— BEGIN Text extract —

# 2014-2015 CLUB WYNDHAM Plus Member's Directory



## wilson14 (Oct 6, 2014)

The 2014-2015 CLUB WYNDHAM Plus Member's Directory is now available online.


----------



## Bigrob (Oct 6, 2014)

For those that like a link:

http://www.nxtbook.com/nxtbooks/wyndham/plus_membersdirectory1415/


----------



## scootr5 (Oct 6, 2014)

It's also available to order a printed copy.


----------



## pedro47 (Oct 6, 2014)

Look like they have a resort in every state except Alaska, North & South Dakota. & MN.

Wow !!!


----------



## JimmieJames (Oct 6, 2014)

Pedro, you missed Michigan - would love to have one in Traverse City or thereabouts.  From Central Michigan (lower pen.) it is a 10 to 12 hour drive to the nearest Wyndham 

Jim


----------



## pedro47 (Oct 6, 2014)

JimmieJames said:


> Pedro, you missed Michigan - would love to have one in Traverse City or thereabouts.  From Central Michigan (lower pen.) it is a 10 to 12 hour drive to the nearest Wyndham
> 
> Jim



Thanks You........


----------



## lprstn (Oct 9, 2014)

They change up resorts though they have quite a few 'favorites' that's been with the system a long time. They had London then it disappeared and reappeared.


----------



## Coyotes (Oct 31, 2014)

scootr5 said:


> It's also available to order a printed copy.



How? I would love to receive a printed version!


----------



## ronparise (Oct 31, 2014)

Coyotes said:


> How? I would love to receive a printed version!



Log into your account at myclubwyndham.com
click on the "at your service" tab
then the "directories" link
bottom of the page is a link:  "Still want a printed copy? Order your printed copy online"


----------



## Cdn Gal (Oct 31, 2014)

— END Text extract —

[Work to complete]
(a) Transcribe the part of the Club Wyndham directory thread starting with "## scootr5 (Oct" and going on through "Dakota. & MN.".
(b) Pick up the Club Wyndham directory thread after its last post and carry it on.

— BEGIN Stored rows —

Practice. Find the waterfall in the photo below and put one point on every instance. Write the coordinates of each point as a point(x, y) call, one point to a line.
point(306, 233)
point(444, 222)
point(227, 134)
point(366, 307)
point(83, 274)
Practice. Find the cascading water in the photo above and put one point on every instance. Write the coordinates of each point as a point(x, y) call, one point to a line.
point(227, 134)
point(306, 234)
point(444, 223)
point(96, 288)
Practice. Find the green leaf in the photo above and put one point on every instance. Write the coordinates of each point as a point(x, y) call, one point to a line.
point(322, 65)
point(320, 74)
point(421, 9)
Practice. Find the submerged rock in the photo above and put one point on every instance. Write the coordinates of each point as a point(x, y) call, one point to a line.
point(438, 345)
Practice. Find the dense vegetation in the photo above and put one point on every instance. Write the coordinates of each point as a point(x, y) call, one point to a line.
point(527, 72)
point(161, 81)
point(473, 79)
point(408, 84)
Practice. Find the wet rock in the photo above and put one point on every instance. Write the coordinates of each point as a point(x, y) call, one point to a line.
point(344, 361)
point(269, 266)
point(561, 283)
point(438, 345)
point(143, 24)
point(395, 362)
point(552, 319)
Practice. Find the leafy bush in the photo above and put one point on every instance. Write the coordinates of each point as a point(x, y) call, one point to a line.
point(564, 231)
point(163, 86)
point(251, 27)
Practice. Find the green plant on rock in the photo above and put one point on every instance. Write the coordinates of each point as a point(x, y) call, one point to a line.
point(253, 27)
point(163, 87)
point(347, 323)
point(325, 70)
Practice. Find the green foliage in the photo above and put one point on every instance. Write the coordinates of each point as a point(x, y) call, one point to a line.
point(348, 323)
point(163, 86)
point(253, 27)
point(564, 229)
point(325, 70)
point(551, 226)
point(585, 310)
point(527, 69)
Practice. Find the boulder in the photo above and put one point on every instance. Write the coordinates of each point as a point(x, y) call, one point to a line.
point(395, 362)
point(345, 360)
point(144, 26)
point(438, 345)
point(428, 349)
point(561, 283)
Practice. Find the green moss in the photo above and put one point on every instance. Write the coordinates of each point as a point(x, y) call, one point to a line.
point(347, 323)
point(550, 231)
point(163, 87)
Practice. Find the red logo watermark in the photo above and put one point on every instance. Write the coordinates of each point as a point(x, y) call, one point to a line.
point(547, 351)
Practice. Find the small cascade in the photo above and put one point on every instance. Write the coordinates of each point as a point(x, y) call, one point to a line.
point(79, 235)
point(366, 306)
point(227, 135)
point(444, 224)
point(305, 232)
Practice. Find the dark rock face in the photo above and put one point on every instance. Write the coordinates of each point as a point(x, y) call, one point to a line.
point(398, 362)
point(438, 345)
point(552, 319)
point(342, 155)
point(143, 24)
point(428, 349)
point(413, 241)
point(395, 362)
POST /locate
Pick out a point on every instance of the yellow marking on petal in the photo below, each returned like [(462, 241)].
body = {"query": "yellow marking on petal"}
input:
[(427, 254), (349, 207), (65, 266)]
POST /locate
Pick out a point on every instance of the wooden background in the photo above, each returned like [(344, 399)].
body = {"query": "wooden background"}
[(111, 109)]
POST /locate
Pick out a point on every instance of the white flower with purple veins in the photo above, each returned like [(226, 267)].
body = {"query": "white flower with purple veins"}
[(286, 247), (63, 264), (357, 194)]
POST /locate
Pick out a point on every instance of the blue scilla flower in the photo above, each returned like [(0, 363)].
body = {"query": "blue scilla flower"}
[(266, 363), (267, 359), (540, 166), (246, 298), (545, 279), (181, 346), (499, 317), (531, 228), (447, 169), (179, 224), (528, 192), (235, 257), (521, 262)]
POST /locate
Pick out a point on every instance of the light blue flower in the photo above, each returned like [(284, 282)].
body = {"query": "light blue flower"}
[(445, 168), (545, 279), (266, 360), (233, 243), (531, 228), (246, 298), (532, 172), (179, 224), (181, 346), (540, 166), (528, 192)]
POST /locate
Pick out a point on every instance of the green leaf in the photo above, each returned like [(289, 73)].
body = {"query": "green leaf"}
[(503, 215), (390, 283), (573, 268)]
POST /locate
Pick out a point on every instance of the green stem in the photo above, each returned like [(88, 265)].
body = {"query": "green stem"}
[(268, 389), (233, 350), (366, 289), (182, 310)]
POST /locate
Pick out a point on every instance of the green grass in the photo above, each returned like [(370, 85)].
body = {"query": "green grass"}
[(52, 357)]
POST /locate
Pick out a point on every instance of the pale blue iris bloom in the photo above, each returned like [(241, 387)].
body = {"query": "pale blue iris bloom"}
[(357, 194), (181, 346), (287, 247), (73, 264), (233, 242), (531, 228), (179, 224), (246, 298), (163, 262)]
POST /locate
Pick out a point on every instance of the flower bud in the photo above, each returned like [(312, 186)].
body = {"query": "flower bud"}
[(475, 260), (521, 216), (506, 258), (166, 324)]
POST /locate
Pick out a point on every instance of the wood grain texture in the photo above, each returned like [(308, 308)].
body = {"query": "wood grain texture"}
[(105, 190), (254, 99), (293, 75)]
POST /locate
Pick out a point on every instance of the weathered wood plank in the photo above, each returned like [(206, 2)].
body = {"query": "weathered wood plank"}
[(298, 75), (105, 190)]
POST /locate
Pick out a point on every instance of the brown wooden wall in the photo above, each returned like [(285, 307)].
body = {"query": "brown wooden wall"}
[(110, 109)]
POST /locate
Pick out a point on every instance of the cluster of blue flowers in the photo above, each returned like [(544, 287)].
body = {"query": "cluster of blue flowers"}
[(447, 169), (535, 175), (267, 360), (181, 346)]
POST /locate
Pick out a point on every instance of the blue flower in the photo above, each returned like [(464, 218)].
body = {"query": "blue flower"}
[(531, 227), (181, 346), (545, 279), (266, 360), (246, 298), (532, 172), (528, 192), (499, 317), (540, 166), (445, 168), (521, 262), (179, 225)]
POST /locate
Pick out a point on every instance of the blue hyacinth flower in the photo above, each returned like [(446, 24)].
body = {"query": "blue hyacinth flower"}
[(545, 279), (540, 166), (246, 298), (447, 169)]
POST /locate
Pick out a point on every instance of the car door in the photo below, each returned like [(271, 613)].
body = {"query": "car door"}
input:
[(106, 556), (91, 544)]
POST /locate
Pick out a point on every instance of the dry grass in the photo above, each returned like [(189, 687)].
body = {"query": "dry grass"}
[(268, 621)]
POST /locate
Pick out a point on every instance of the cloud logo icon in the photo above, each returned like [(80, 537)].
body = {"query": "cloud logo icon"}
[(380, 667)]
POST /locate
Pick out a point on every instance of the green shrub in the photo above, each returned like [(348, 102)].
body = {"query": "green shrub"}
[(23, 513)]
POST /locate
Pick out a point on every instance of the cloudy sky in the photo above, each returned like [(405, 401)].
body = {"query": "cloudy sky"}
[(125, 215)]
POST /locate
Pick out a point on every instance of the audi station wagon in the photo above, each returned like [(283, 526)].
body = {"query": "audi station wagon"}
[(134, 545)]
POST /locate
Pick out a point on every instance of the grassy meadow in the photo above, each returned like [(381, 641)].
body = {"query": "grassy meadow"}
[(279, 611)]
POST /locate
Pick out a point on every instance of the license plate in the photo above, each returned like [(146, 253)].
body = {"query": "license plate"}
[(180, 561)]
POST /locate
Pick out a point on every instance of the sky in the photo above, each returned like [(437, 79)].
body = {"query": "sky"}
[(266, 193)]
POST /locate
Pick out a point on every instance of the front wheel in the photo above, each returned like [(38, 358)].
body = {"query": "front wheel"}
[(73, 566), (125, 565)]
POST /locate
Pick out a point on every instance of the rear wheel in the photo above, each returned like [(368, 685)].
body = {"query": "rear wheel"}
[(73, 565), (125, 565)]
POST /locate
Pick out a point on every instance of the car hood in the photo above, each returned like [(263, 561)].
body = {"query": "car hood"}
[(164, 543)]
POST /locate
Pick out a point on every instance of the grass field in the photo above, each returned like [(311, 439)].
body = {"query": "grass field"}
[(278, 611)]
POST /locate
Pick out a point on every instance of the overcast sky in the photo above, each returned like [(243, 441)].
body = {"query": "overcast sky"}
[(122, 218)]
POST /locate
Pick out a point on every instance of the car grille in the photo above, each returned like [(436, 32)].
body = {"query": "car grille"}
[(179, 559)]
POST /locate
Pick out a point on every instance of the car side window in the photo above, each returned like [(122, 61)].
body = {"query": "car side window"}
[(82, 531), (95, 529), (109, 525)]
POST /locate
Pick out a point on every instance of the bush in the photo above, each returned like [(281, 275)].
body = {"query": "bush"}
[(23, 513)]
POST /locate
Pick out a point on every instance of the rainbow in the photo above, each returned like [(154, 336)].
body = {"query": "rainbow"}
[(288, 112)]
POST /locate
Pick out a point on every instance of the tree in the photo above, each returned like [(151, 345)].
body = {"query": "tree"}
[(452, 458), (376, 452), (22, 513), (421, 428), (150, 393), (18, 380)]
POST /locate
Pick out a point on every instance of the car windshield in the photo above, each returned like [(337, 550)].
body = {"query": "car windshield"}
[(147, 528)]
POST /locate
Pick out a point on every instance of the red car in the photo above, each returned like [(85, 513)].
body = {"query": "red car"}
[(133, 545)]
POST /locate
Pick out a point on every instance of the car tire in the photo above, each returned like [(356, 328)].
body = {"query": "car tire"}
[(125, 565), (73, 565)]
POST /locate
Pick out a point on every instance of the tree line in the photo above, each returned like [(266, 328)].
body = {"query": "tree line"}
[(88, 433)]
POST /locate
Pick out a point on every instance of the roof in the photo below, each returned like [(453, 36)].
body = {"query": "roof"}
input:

— END Stored rows —

[The responses]
(a)
## scootr5 (Oct 6, 2014)

It's also available to order a printed copy.


----------



## pedro47 (Oct 6, 2014)

Look like they have a resort in every state except Alaska, North & South Dakota. & MN.

(b)
It would be nice if they had a few more in Canada.... Toronto, a nice one in Quebec City, Vancouver, Ottawa...:whoopie:


----------



## Coyotes (Oct 31, 2014)

ronparise said:


> Log into your account at myclubwyndham.com
> click on the "at your service" tab
> then the "directories" link
> bottom of the page is a link:  "Still want a printed copy? Order your printed copy online"



Thank You Sir!


----------



## spackler (Oct 31, 2014)

I wish they still put the corresponding page number right on the map; small thing I guess.


----------



## spackler (Nov 15, 2014)

Concerning the map in the front...

The only resorts that resale points would not work are the "Margaritaville" and "Club Pass" ones, correct?


----------



## am1 (Nov 15, 2014)

Kentucky, Maine, CT, Nebraska, Kansas, Indiana, Ohio, miss, del, wyoming


----------



## Bigrob (Dec 6, 2014)

Has anyone received their hard copy of the directory yet?


----------



## vv813 (Dec 6, 2014)

Still waiting


----------



## scootr5 (Dec 6, 2014)

Bigrob said:


> Has anyone received their hard copy of the directory yet?



No, not yet


----------



## staceyeileen (Dec 6, 2014)

Someone remind me...  do we get one free printed copy per year or is it per membership?  Since I got a printed copy last year will they charge me this year?


----------



## vacationhopeful (Dec 6, 2014)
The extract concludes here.